*** Opening SUPPLIED INFORMATION ***
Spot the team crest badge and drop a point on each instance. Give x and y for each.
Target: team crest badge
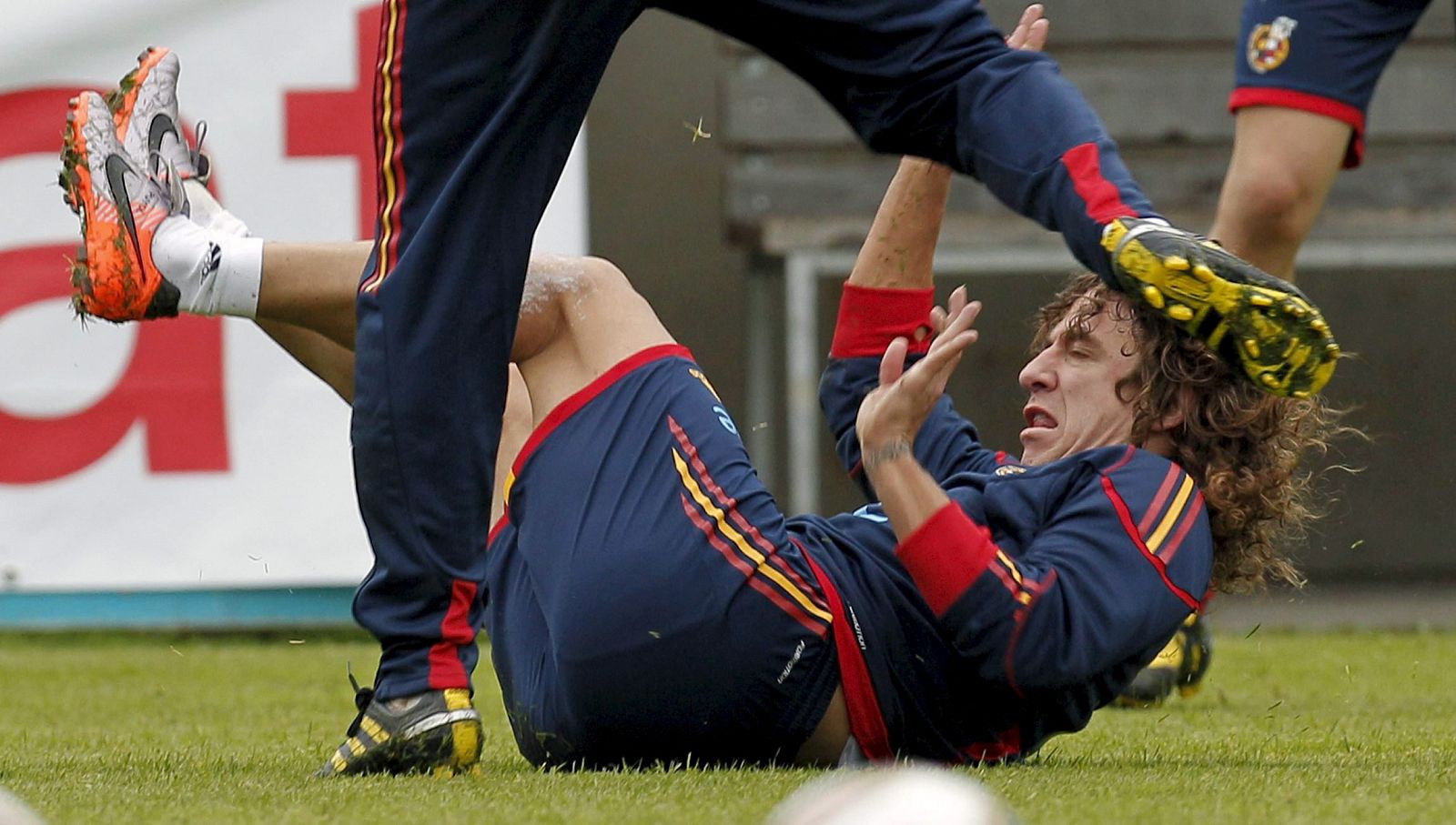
(1270, 43)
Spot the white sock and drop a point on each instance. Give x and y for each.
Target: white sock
(208, 213)
(218, 274)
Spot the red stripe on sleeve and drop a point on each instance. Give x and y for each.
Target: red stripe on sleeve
(1126, 517)
(866, 722)
(1104, 203)
(1159, 499)
(1190, 517)
(870, 317)
(945, 555)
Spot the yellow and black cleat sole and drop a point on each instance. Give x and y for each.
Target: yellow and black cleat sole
(1259, 325)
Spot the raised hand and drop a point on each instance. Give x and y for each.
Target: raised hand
(892, 415)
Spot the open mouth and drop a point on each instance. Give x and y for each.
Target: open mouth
(1038, 418)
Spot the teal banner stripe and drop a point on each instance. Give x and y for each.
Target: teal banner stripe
(203, 609)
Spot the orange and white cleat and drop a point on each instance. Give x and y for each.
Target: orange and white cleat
(120, 206)
(145, 106)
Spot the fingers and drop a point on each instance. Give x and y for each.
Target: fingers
(893, 363)
(1037, 39)
(1031, 31)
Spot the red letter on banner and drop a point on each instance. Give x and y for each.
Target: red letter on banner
(174, 383)
(341, 124)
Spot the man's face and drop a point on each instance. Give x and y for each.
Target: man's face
(1075, 403)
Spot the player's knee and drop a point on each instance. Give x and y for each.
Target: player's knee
(565, 286)
(1270, 203)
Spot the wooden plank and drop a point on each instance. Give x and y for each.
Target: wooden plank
(1177, 177)
(786, 233)
(1142, 95)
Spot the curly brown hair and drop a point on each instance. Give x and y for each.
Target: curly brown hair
(1244, 448)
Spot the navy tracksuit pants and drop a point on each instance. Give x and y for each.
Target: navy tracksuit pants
(477, 108)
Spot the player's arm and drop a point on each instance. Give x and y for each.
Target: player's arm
(890, 294)
(1104, 584)
(888, 297)
(892, 417)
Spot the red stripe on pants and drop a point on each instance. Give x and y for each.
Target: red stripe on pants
(446, 669)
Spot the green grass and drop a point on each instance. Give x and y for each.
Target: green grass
(1290, 728)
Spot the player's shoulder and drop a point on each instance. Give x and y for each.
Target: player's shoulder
(1126, 461)
(1138, 478)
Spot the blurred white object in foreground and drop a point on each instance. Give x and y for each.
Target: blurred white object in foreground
(893, 796)
(15, 812)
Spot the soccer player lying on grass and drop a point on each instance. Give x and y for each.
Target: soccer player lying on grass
(648, 601)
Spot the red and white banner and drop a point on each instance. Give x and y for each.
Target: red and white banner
(187, 451)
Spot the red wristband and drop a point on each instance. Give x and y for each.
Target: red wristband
(870, 317)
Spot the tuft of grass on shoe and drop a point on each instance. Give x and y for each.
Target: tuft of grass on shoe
(1259, 325)
(434, 732)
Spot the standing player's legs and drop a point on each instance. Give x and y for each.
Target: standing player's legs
(1283, 165)
(1303, 79)
(935, 79)
(477, 109)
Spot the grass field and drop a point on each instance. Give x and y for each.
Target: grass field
(1290, 728)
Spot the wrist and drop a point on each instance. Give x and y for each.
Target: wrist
(885, 451)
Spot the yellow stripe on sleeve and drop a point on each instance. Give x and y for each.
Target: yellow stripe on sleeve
(1171, 517)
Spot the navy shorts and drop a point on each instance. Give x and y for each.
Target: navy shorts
(644, 599)
(1320, 55)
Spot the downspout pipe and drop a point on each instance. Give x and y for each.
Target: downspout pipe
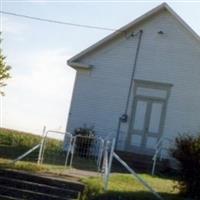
*** Closing SUPPLIED INFORMATION ***
■ WHAT THIS TASK INVOLVES ■
Whenever a line in the data holds "downspout", copy that line.

■ ANSWER BOX ■
Spot the downspout pipe and drop a point on each instance. Give x and y for each.
Target: downspout pipe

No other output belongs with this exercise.